Passage shown:
One of my most memorable monologuing experiences still haunts me. I had only been dating The Man a few days when he invited me up to meet his parents. He’d never brought a girl home before, so this was quite an event. I was dressed as nicely as I could be on short notice, and I was more than a little nervous. Through the whole drive up, I was thinking hard about how to give a great first impression, how to be polite, what to say, and how to act. His parents kindly took us to dinner at a restaurant not far from their home, and from the moment we walked in until the moment we left, I dominated the conversation with an epic monologue all about myself. All of those ideas I’d thought about in the car, the ones about being polite and giving a good impression? I must have left them right there on the passenger seat. It’s one thing, I suppose, to monologue about an interest, but to jabber endlessly about myself is beyond inappropriate. I remember leaving the restaurant and chastising myself the entire drive home for my lack of consideration, for my too-long answers to their questions. I felt horrible. I still feel rather bad about it. I’ve since talked with them about this, and they remembered it. They have forgiven me, but I can’t forget it. So utterly embarrassing!

Exercise requirements:
(1) Answer these questions about the monologuing story:
(a) How long had the narrator been dating The Man when he invited the narrator to meet his parents?
(b) Where did his parents take the two of them?
(c) After talking with the narrator about the dinner later, what have his parents done?
(2) Please carry the monologuing story forward, beginning right after its final line.

Stored data entries:
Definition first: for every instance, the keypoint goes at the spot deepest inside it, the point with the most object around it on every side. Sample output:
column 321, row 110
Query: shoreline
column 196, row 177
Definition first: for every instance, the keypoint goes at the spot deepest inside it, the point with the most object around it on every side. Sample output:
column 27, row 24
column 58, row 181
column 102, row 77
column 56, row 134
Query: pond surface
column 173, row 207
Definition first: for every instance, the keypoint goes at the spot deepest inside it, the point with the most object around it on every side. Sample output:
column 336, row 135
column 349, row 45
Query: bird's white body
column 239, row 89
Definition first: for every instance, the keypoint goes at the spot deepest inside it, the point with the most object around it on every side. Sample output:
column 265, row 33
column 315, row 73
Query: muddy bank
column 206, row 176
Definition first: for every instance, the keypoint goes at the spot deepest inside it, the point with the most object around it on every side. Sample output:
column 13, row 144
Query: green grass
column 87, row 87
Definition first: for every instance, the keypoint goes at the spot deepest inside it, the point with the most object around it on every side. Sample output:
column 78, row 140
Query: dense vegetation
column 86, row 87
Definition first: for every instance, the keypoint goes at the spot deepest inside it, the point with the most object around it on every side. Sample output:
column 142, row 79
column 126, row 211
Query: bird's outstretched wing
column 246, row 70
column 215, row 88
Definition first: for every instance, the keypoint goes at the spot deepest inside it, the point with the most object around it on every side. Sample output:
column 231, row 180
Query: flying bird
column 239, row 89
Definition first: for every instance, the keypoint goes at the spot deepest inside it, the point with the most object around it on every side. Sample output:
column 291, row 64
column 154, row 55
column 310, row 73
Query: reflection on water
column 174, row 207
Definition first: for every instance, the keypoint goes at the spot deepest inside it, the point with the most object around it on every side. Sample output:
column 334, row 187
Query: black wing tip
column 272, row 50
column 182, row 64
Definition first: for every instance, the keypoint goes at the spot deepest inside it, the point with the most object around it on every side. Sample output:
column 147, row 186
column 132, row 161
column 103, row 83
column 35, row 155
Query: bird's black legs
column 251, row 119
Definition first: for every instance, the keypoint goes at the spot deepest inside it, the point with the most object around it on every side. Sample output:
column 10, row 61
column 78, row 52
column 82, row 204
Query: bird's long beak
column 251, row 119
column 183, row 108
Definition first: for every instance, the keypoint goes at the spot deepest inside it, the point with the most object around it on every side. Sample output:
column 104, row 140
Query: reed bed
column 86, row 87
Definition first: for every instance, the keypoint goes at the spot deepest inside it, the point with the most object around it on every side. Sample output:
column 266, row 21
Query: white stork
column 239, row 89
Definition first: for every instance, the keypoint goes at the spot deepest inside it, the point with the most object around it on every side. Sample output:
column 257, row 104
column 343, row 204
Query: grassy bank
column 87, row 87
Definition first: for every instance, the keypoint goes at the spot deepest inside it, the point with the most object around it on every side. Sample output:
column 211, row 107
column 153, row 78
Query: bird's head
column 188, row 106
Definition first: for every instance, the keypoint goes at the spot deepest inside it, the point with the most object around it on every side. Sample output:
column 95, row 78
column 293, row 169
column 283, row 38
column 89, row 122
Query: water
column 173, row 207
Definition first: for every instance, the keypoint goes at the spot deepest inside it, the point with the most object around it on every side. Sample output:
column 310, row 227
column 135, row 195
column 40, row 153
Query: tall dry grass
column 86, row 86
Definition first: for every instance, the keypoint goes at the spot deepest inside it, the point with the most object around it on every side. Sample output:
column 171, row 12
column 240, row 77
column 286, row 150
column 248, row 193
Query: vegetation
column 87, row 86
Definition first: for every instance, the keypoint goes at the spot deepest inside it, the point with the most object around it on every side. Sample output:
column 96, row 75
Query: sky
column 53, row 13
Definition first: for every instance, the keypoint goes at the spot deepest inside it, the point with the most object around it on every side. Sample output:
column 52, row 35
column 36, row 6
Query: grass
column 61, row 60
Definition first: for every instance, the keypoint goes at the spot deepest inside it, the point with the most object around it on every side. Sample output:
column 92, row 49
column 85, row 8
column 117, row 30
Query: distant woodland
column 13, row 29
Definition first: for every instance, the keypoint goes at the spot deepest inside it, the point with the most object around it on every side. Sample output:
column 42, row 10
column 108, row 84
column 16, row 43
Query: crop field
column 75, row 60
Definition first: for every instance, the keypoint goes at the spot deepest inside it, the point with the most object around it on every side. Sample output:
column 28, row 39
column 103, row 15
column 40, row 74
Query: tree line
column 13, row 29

Answers by task:
(1)
(a) Only a few days.
(b) To dinner at a restaurant not far from their home.
(c) They have forgiven the narrator.

(2)
Many times on The Big Bang Theory, one character will ask Sheldon a question and the others will all groan as if to say, “why did you open the box!?” Sheldon apparently monologues often. His description of “rock, paper, scissors, lizard, Spock,” is epic. The dialogue that the actor must regurgitate is utterly astounding, both for its technicality and its length.

This blog, in fact, is one giant monologue for me. The real blessing here is that I get to spurt out my entire thought without being interrupted. It’s my party, and I’ll drone on if I want to. But if this happens in real life, please know that I mean to ask about you. I’m sorry if I just keep jabbering about me. I am trying to learn to not do this as often.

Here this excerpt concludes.